* start *

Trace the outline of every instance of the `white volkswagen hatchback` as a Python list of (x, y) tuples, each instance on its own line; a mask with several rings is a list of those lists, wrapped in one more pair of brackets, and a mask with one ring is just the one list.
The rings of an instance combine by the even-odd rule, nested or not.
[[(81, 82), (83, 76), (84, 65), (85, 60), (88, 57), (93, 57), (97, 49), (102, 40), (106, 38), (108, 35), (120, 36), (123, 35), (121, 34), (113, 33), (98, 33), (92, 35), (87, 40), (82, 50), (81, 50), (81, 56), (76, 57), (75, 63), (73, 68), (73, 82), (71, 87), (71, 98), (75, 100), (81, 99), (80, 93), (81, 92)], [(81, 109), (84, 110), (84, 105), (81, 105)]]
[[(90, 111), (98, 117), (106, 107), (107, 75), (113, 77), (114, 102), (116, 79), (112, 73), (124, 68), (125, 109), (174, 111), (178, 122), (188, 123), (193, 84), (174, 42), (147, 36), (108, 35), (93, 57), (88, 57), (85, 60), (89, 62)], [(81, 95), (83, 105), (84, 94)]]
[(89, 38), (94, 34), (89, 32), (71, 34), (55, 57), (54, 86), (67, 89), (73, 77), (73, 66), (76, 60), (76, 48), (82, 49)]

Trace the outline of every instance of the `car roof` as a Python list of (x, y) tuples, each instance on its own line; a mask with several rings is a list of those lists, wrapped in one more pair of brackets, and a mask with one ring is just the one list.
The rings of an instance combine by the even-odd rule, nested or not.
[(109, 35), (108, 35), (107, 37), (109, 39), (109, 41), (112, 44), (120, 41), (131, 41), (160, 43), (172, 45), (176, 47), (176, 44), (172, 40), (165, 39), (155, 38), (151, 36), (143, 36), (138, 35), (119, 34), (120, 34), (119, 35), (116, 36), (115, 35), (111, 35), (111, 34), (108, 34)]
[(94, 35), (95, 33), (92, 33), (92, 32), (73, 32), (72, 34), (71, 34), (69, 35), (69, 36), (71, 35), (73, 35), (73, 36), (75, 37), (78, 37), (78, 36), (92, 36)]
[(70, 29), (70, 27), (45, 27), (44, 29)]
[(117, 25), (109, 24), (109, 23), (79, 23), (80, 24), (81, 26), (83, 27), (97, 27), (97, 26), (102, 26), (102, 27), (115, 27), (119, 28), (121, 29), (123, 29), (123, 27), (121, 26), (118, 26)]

* end *

• [What is asked] Retype everything from the first of the rows above down to and including the line that contains "48), (82, 49)]", character for character.

• [Answer to the exercise]
Trace the outline of every instance of the `white volkswagen hatchback` as a Python list of (x, y) tuples, each instance on its own line; a mask with several rings is a list of those lists, wrapped in one more pair of brackets, and a mask with one ring is just the one list.
The rings of an instance combine by the even-odd rule, nested or not.
[[(81, 82), (83, 76), (84, 65), (85, 60), (88, 57), (93, 57), (97, 49), (102, 40), (106, 38), (108, 35), (120, 36), (123, 35), (121, 34), (113, 33), (98, 33), (92, 35), (87, 40), (82, 50), (81, 50), (81, 56), (76, 57), (75, 63), (73, 68), (73, 82), (71, 87), (71, 98), (75, 100), (81, 99), (80, 93), (81, 92)], [(81, 109), (84, 110), (84, 105), (81, 105)]]
[[(90, 111), (98, 117), (106, 107), (107, 75), (113, 77), (114, 102), (116, 79), (112, 73), (124, 68), (125, 109), (174, 111), (178, 122), (188, 123), (193, 84), (174, 42), (147, 36), (108, 35), (93, 57), (88, 57), (85, 60), (89, 62)], [(81, 95), (83, 105), (84, 94)]]
[(89, 38), (94, 34), (89, 32), (71, 34), (55, 57), (54, 86), (67, 89), (73, 77), (73, 66), (76, 60), (76, 48), (82, 49)]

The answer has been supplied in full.